▶ _Do this_
Print the data below word for word, with every line kept unchanged.

▶ _Coordinate annotation entries_
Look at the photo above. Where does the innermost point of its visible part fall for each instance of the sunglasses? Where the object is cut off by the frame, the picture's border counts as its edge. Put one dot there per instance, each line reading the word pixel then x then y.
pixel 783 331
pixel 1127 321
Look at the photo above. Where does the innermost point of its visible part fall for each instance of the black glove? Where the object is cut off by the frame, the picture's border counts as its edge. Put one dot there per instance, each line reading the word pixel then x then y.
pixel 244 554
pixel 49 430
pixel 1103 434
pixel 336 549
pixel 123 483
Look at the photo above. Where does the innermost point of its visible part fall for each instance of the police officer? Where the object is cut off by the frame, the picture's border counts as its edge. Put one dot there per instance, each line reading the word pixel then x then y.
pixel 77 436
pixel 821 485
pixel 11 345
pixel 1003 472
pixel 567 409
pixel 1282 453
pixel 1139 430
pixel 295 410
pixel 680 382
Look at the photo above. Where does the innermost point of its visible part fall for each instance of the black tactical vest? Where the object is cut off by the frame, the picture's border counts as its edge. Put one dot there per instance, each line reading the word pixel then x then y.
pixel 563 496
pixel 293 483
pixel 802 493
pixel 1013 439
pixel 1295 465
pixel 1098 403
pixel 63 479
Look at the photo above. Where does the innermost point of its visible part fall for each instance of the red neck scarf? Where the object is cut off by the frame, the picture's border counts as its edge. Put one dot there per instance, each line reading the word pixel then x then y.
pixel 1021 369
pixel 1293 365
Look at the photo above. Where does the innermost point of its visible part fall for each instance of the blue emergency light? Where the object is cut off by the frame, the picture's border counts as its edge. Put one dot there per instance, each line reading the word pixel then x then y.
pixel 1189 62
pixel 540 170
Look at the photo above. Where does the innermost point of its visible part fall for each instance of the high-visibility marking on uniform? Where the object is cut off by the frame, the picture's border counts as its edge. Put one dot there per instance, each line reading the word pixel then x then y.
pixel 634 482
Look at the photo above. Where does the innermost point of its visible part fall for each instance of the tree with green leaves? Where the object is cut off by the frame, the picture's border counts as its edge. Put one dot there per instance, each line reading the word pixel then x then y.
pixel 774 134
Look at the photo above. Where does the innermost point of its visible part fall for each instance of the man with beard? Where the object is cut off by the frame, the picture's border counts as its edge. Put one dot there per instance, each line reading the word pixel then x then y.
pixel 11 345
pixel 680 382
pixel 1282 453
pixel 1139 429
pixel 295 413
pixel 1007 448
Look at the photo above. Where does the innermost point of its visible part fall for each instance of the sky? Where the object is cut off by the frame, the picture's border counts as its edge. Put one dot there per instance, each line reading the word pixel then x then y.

▶ _The solution_
Look at the photo above. Where does the innermost point of its visible part fall for each instance of the sunglasses? Where the object is cut off by the frame, the picture's border counts as its edge. Put one dot there per instance, each line reading the word pixel then x then y.
pixel 783 331
pixel 1127 321
Look at the photo above. Where does the innermost point of its visible part fall for each instance of the black glove? Where the object is cut off by the frame, the picture's border counts as its edge. Put one dot there per instance, each line reading the word pixel then x then y.
pixel 244 554
pixel 49 430
pixel 1103 434
pixel 336 549
pixel 123 483
Look at the photo above. Where does the innermost point of its visible part fall for each instance of the police officer? Where the object is cut off by the frame, the picture's border counts as its edge. Put one dot there per instance, each line reading the word pixel then x then y.
pixel 77 436
pixel 821 485
pixel 11 345
pixel 1003 472
pixel 567 409
pixel 1282 453
pixel 1139 430
pixel 295 410
pixel 680 382
Look at the photo above. Where does the innermost point of its visible part fall for each instance of the black tactical vest? Where the object is cut off by the frame, the picture's border counts as its edge. Put one dot there per instance, each line reading the word pixel then x then y.
pixel 563 496
pixel 293 483
pixel 802 493
pixel 1013 439
pixel 1295 465
pixel 1098 403
pixel 63 479
Look at the photo above. Where does the innermost point of its visible part fall for each instance of the red neck scarf? Where the object is cut off by the frame, the picture's border counts as its edge. Put one dot there per instance, each line reading the word pixel then x then y.
pixel 1021 369
pixel 1293 365
Look at the photo above. Where does the innermost point of its visible part fall for each instance of the blue emergency light? Where the object is cut off by the frame, the picture's border counts as its edge. Put one dot there per instance, each line reading the word pixel then x then y.
pixel 1189 62
pixel 540 170
Look at the photo above. Where does the innermost point of its visible part fall for each instance of the high-visibility marking on uniform? Where the object is cut off by the frame, the picture's border counts as its edge. Put one dot there per instance, each line reading the word pixel then x then y.
pixel 634 482
Look at the photo above. Where does the innermost point of its visible part fall for each instance of the tree with green leaves? Where the object is cut off by the frame, the picture's border counts as its edge. Put one dot there per instance, each line reading the word pixel then x then y.
pixel 774 134
Look at the photo above. Where does the innermost point of its visible part fall for each instance of the man with beard? Where the object is cut off by the frame, the picture's border counts as its edge. Put one dot there per instance, each line reading the word pixel then x then y.
pixel 11 345
pixel 680 382
pixel 1282 453
pixel 1139 429
pixel 295 413
pixel 1007 448
Look at the photo above. Where does the innermost point of its visible part fall for each instance of the sky? Where the object is cut off by the frame, the picture's border counts as its edge. Put one dot there per instance, each line reading the word pixel then x then y.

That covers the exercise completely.